Mafia ad Adrano, gli Scalisi e la mappa del pizzo Dalle uova alle tute, ecco chi ha pagato la cosca

Si paga e basta. Ad Adrano, nel regno del clan Scalisi, i commercianti hanno abbassato la testa per anni, versando ogni mese i soldi nelle casse della famiglia, al cui vertice ci sarebbe stato il presunto boss detenuto Giuseppe Scarvaglieri. Un pizzo a tappeto, organizzato quasi in maniera militare con pagamenti che prevedevano supplementi durante Pasqua e Natale. Per ricostruire tutte le dinamiche è stato determinante Caliddu, all’anagrafe Gaetano Di Marco. Un passato da reggente degli Scalisi, un presente da pentito. I retroscena di decine di estorsioni emergono dalle carte dell’inchiesta Illegal duty, con intercettazioni telefoniche e ambientali che fanno emergere la figura di Pietro Maccarrone, alias Fantozzi. «Qua siamo ad Adrano e ci siamo noialtri». È la vigilia del Natale 2014 quando proprio Maccarrone confabula su come ottenere il pizzo da un rivenditore di bevande che si lamenta di sentirsi umiliato dalle richieste: «Vossia lo sa cosa deve fare», gli dicono prima di congedarlo. L’estorsione tuttavia non risulta essere stata pagata e quindi viene contestato solo il tentativo, che la vittima non ha mai denunciato.

- _DATI DI PARTENZA_:
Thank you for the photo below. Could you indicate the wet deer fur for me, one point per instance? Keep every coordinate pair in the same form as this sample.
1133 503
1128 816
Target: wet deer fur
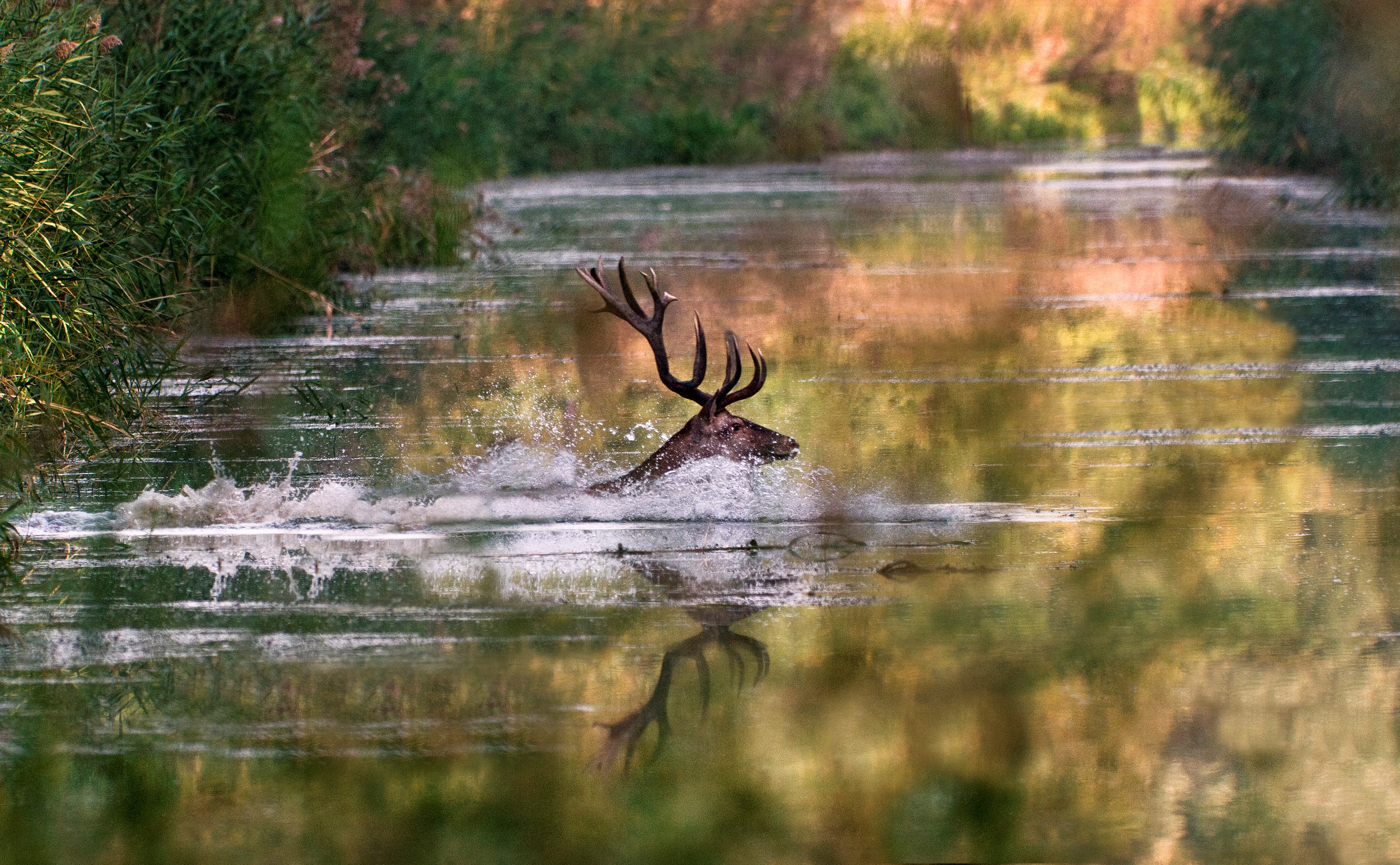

- _CONSEGNA_:
Riprendi l'articolo sul pizzo imposto dal clan Scalisi ad Adrano e proseguilo a partire dall'ultima frase riportata.

- _RISPOSTA_:
Qua siamo ad Adrano e ci siamo noialtri

Il clan si sarebbe interessato soprattutto alle uova. Cercando di suddividere il mercato tra due aziende: Frescovo, di Paternò, e la ditta di Maurizio Amendolia, con una percentuale per ogni cartone venduto. Almeno fino a quando gli Scalisi non decidono di affidare tutta il settore al secondo e di vietare al primo di andare ad Adrano e Biancavilla per affari. Per riuscire a estromettere l’imprenditore di Frescovo che ha subito analoghi trattamenti anche nel territorio di Troina, pare sempre a vantaggio di Amendolia – i presunti affiliati al clan avrebbero rastrellato il territorio, imponendo ai commercianti da chi comprare: «Ci dobbiamo applicare e fargliele prendere tutte da lui. Anche i supermercati, abbiamo preso tutti», dicevano. In un’intercettazione è proprio un commerciante a chiedere: «Devo sapere come mi devo comportare, da chi le devo prendere», «allora … da Maurizio si devono prendere le uova […] che ci sono anche i ragazzi catanesi nel mezzo», gli rispondono.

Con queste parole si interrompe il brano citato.